» **THE EXERCISE**
Rewrite the listing below, replacing "placed on the object" with "set on the object" everywhere and leaving everything else unchanged.
── DATA FOR THIS EXERCISE
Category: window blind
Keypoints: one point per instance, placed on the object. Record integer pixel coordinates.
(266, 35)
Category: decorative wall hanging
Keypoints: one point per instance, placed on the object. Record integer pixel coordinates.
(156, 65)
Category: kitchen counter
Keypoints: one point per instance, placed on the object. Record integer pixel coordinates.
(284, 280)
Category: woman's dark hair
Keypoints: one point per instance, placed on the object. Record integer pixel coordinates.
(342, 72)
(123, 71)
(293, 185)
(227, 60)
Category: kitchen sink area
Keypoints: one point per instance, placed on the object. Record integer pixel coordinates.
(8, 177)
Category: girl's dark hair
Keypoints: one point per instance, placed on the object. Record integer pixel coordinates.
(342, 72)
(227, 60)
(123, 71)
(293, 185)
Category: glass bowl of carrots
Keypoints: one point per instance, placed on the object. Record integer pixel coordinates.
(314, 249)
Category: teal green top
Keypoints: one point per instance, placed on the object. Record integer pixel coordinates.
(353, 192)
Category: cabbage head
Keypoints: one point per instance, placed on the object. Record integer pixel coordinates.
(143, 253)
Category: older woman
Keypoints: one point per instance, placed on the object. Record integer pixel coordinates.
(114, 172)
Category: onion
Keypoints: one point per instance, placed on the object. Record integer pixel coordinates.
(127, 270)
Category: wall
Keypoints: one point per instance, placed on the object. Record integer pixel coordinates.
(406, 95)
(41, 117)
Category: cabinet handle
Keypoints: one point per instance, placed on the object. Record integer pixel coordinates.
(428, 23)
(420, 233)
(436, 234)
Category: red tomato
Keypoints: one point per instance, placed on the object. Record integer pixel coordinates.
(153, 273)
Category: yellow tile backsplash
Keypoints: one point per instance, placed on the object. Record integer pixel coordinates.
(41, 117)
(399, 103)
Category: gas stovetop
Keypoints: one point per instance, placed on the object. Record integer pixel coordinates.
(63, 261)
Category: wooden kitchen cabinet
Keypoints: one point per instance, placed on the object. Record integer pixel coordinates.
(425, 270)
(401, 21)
────
» **FULL OUTPUT**
Category: window blind
Keypoints: one point per instance, set on the object. Record integer pixel coordinates.
(266, 35)
Category: decorative wall hanging
Keypoints: one point per instance, set on the object. Record integer pixel coordinates.
(156, 65)
Category: kitchen counter
Keypoints: one point per instance, set on the object. Record integer pixel coordinates.
(284, 280)
Category: woman's dark hair
Keypoints: one point per instance, set on the object. Record integer pixel coordinates.
(342, 72)
(123, 71)
(293, 185)
(227, 60)
Category: kitchen sink area
Keypoints: one point per instance, set on the object. Record integer pixel coordinates.
(8, 177)
Category: girl's dark hair
Keypoints: one point per instance, set on the object. Record integer pixel coordinates.
(342, 72)
(227, 60)
(123, 71)
(293, 185)
Category: glass bowl of carrots
Keypoints: one point per instance, set on the object. Record integer pixel coordinates.
(314, 249)
Category: teal green top
Keypoints: one point per instance, set on the object. Record integer pixel coordinates.
(353, 192)
Category: cabbage head
Keypoints: one point per instance, set on the object. Record integer pixel coordinates.
(143, 253)
Category: older woman
Keypoints: one point per instance, set on the object. Record integer pixel coordinates.
(114, 172)
Category: onion
Keypoints: one point per instance, set on the object. Record integer pixel coordinates.
(127, 270)
Category: wall
Keypoints: one point per instance, set on the object. Record integer pixel coordinates.
(406, 95)
(41, 117)
Category: cabinet handle
Keypoints: one point per instance, set on the object. Record integer pixel coordinates.
(428, 23)
(420, 233)
(436, 234)
Category: red tomato
Keypoints: one point per instance, set on the object. Record integer pixel coordinates.
(153, 273)
Category: yellow tile backsplash
Keypoints: one point per instance, set on the object. Record integer pixel coordinates.
(41, 117)
(399, 103)
Category: gas stovetop
Keypoints: one point per instance, set on the object. Record integer pixel coordinates.
(63, 261)
Category: wooden kitchen cabinet
Keypoints: one point per instance, set on the object. Record integer pixel coordinates.
(425, 270)
(401, 21)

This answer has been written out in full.